*What you are asked to do*:
Please copy out the passage about the HSE's budgeting and staff morale word for word, in full.
-- Source passage follows --
However, despite these substantial plans and initiatives now in place, O’Brien acknowledged that despite the investment that is required now, the benefits will only be fully realised further down the line. O’Brien admits that as the HSE operates within a one year budgetary environment, investment is not rewarded within that timeframe. “If you take a three year view and had a three year budget, it would make so much more sense to start moving money. However, as we operate within a one year budgetary environment that payback is much less obvious,” he said. “You have to spread the resource relatively thin to make the most important changes. The system works really well when all the bits join up. This is why integrated care is now the trend across Europe. The focus on the integration of care and services like e-health are critical to the future functioning of the system. Unless we embrace integration, our health care system will not just be sub-optimal from a patient care perspective but is highly unlikely to be financially stable or sustainable.”
Reflecting on the hit that staff morale has taken over the past eight years, O’Brien acknowledges that “the years of austerity have been tough for our staff and have to some extent alienated many of them from the organisation they work for.” An employee engagement survey, carried out in late 2014, presents the HSE with a roadmap to re-engage their staff and O’Brien is adamant that roadmap will be followed. “Right now we have a fully committed workforce that is unclear about what is expected from them,” he said. “They can’t connect what we say, with what we do and they don’t feel as valued as they actually are.”
-- Source passage concluded --
-- Information supplied follows --
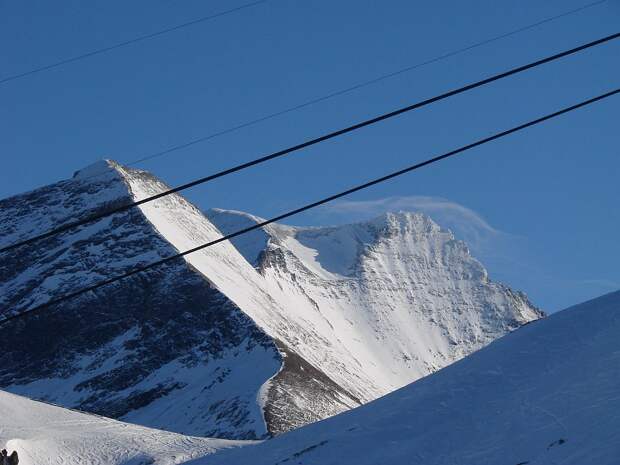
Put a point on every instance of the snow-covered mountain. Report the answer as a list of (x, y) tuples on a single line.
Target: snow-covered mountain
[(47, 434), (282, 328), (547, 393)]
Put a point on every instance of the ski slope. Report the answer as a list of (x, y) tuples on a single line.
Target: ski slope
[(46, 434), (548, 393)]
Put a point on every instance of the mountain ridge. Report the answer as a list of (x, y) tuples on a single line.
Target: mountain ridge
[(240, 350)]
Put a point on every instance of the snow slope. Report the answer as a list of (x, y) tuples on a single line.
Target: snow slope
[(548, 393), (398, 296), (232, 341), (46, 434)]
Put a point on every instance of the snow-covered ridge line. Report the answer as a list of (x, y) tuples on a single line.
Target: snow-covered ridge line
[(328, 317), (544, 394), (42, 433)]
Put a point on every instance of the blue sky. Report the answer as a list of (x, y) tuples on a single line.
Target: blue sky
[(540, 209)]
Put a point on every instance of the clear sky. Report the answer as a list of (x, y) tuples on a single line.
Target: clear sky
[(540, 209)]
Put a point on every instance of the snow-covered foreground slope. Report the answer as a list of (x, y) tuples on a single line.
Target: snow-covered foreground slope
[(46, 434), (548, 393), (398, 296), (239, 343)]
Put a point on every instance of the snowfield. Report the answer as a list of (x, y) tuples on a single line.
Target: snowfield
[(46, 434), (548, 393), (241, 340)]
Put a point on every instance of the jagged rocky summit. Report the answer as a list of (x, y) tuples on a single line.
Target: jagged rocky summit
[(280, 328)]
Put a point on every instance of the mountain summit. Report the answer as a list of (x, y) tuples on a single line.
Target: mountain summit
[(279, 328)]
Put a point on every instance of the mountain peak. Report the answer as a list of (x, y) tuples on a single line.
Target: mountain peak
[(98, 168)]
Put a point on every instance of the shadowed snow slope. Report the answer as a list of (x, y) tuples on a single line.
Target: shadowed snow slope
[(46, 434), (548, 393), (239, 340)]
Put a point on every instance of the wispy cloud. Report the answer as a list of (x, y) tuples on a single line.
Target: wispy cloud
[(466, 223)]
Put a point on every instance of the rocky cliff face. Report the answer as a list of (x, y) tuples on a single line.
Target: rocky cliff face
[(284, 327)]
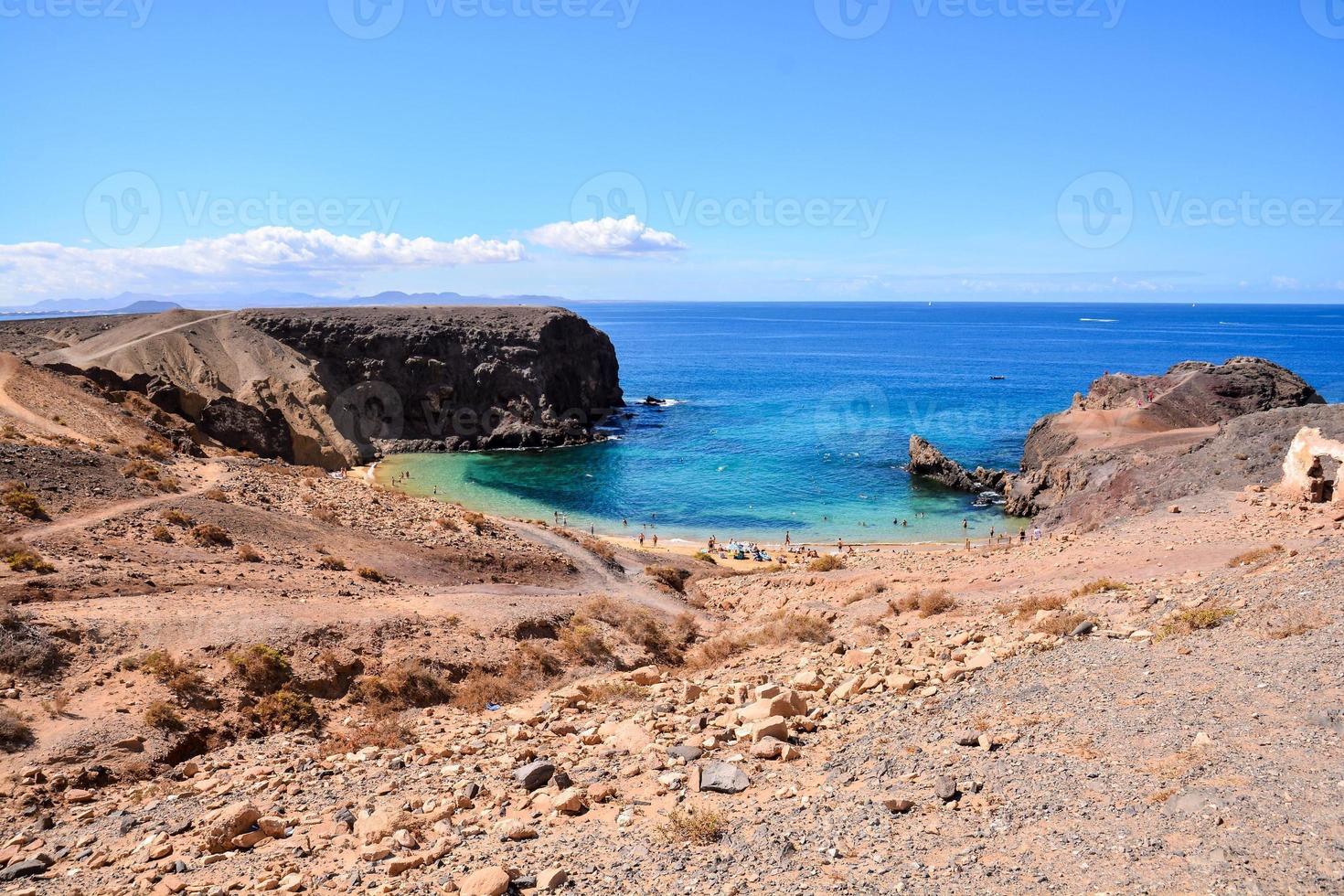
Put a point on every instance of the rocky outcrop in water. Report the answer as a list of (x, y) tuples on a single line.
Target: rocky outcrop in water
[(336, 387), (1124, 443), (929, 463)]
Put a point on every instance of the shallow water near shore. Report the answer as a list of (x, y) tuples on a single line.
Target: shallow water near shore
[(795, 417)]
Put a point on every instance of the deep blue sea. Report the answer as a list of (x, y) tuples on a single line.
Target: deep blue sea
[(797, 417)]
-- Information supplied concluded --
*Expected answer*:
However, despite these substantial plans and initiatives now in place, O’Brien acknowledged that despite the investment that is required now, the benefits will only be fully realised further down the line. O’Brien admits that as the HSE operates within a one year budgetary environment, investment is not rewarded within that timeframe. “If you take a three year view and had a three year budget, it would make so much more sense to start moving money. However, as we operate within a one year budgetary environment that payback is much less obvious,” he said. “You have to spread the resource relatively thin to make the most important changes. The system works really well when all the bits join up. This is why integrated care is now the trend across Europe. The focus on the integration of care and services like e-health are critical to the future functioning of the system. Unless we embrace integration, our health care system will not just be sub-optimal from a patient care perspective but is highly unlikely to be financially stable or sustainable.”
Reflecting on the hit that staff morale has taken over the past eight years, O’Brien acknowledges that “the years of austerity have been tough for our staff and have to some extent alienated many of them from the organisation they work for.” An employee engagement survey, carried out in late 2014, presents the HSE with a roadmap to re-engage their staff and O’Brien is adamant that roadmap will be followed. “Right now we have a fully committed workforce that is unclear about what is expected from them,” he said. “They can’t connect what we say, with what we do and they don’t feel as valued as they actually are.”